● **DOCUMENT SEGMENT**:
%%

A simple example of the steady-state of a 3x3 convolution filter is given in Fig. 3. One execution of the steady-state (10 cycles) results in 16 neighboring 3x3 convolution outputs, requiring is 144 MACC ops. For simple programs manual construction of schedules is feasible. However complex ConvNet layers require over 200 instructions in the steady-state; additionally prologue and epilogue must be created. Manual programming is time-consuming and error prone, so an automatic optimizing compiler is key for the NVE.

3. AUTOMATIC CODE GENERATION FLOW

Our compilation flow, as depicted in Fig. 4, requires an XML network description as input instead of a program. Listing 1 contains a description of a network layer similar to layer 1 in Fig. 1. As shown the XML lists size parameters as the width and height of the feature-maps and convolution kernels. Also the connections between feature-maps are specified, e.g. outMap specifies the connection of an output feature-map id $x$ with a number of input feature maps $cnt$, in this case one input feature-map.

%%

● **PROVIDED RECORDS**:

%%

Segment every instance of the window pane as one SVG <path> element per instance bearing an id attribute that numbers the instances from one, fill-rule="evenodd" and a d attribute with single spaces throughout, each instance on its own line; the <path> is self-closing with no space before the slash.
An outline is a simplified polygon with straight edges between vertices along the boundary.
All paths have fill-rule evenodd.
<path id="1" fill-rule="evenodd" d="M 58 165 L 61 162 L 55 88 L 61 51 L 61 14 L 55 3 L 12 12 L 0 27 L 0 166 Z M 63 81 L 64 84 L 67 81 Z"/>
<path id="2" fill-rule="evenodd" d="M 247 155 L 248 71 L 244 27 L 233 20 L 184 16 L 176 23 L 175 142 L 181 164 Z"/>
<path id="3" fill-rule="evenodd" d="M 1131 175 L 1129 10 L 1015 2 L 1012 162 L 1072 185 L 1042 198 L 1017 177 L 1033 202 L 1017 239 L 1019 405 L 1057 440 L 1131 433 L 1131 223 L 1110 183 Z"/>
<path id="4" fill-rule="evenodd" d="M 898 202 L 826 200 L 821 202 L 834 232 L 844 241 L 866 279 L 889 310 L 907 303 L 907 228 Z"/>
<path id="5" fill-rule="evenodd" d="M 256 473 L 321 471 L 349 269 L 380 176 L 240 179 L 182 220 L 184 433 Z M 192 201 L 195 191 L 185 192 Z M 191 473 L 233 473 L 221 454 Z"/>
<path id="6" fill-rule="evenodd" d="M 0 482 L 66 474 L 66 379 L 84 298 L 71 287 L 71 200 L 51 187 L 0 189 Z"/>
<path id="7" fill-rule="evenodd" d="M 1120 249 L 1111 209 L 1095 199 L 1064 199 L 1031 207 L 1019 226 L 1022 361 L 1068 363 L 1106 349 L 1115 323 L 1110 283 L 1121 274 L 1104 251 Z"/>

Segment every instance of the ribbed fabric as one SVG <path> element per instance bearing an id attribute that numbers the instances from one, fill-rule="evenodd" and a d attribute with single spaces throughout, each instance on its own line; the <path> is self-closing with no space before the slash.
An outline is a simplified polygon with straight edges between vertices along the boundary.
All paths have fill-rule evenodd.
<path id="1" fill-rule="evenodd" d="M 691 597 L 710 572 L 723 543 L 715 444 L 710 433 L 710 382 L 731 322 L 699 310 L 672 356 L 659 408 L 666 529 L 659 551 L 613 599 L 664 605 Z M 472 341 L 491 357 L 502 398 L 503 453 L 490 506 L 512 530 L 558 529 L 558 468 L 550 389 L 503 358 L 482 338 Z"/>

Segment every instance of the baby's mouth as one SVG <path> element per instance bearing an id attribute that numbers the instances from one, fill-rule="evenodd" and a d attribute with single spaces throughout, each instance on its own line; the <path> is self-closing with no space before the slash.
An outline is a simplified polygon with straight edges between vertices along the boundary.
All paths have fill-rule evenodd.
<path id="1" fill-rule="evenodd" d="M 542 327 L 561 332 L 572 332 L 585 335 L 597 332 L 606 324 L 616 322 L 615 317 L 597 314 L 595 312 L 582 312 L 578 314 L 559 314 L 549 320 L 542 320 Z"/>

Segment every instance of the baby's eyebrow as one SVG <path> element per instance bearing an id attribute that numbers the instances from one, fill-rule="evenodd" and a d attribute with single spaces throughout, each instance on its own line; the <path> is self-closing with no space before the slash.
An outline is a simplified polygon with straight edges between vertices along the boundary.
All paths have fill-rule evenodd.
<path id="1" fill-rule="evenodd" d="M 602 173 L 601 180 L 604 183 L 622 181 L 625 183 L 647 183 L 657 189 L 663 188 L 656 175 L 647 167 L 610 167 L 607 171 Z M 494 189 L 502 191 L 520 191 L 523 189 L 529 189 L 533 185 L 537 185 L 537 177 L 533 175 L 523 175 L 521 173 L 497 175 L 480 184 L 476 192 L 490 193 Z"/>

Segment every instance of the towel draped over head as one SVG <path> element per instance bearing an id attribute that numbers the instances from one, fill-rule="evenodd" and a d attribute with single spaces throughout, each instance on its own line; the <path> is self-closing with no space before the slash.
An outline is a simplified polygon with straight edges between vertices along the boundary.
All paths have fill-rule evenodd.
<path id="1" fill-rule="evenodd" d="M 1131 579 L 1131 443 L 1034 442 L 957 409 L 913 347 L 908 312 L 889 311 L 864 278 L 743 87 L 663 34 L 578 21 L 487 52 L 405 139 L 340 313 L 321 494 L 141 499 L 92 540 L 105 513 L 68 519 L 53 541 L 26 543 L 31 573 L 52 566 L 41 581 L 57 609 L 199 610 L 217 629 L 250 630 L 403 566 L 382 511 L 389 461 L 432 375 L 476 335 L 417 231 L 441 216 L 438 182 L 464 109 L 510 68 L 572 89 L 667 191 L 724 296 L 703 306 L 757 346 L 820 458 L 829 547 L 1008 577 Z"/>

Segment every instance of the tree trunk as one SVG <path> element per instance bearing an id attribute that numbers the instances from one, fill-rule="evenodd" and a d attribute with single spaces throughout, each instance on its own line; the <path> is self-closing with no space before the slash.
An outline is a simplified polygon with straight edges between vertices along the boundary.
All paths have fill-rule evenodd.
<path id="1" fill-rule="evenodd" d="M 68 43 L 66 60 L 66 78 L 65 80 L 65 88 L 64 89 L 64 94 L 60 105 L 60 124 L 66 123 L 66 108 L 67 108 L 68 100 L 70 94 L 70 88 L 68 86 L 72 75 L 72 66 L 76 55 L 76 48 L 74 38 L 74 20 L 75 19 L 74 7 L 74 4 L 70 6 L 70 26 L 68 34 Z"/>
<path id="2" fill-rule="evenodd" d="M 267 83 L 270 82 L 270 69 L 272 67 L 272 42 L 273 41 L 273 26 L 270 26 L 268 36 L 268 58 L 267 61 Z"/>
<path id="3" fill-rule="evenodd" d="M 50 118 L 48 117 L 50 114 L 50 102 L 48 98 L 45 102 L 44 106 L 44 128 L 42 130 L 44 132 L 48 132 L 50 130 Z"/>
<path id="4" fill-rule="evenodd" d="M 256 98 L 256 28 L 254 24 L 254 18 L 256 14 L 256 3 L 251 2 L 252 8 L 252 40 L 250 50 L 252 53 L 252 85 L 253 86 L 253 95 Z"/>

%%

● **AIM**:
Reproduce part of the passage on ConvNet code generation, starting at the words containing "A simple example" and stopping after "for the NVE.". The material was taken from a different source than the passage on ConvNet code generation.

● **RESPONSE TO THIS EXERCISE**:
A simple example of the steady-state of a 3x3 convolution filter is given in Fig. 3. One execution of the steady-state (10 cycles) results in 16 neighboring 3x3 convolution outputs, requiring is 144 MACC ops. For simple programs manual construction of schedules is feasible. However complex ConvNet layers require over 200 instructions in the steady-state; additionally prologue and epilogue must be created. Manual programming is time-consuming and error prone, so an automatic optimizing compiler is key for the NVE.